- _Problem description_: Copy each line of the data that has "Provide" in it.

Point localization data:
----------

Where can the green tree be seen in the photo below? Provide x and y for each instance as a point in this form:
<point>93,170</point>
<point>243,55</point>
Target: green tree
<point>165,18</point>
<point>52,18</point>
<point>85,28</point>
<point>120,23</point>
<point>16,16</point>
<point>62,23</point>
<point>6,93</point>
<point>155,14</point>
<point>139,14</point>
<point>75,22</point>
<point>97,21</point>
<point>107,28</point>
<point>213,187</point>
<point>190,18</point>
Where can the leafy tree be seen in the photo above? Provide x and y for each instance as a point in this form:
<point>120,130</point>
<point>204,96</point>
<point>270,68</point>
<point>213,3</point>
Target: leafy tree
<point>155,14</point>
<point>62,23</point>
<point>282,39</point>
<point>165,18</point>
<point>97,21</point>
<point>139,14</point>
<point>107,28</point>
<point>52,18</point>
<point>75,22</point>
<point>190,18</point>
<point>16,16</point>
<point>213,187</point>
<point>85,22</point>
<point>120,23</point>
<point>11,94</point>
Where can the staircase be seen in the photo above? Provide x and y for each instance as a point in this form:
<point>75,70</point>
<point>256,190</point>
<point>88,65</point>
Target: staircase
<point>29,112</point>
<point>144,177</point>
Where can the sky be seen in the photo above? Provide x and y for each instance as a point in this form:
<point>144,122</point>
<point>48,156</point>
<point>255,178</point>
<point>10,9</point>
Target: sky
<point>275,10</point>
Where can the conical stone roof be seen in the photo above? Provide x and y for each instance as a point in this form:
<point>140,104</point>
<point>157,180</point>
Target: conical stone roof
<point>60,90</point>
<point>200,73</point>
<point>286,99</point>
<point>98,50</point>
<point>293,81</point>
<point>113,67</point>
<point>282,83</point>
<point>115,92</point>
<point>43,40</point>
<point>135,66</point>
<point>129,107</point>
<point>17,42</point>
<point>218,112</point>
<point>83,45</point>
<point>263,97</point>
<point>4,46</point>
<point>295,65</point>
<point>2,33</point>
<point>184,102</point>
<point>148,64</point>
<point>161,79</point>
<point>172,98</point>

----------

- _Answer to this problem_:
Where can the green tree be seen in the photo below? Provide x and y for each instance as a point in this form:
Where can the leafy tree be seen in the photo above? Provide x and y for each instance as a point in this form:
Where can the staircase be seen in the photo above? Provide x and y for each instance as a point in this form:
Where can the sky be seen in the photo above? Provide x and y for each instance as a point in this form:
Where can the conical stone roof be seen in the photo above? Provide x and y for each instance as a point in this form:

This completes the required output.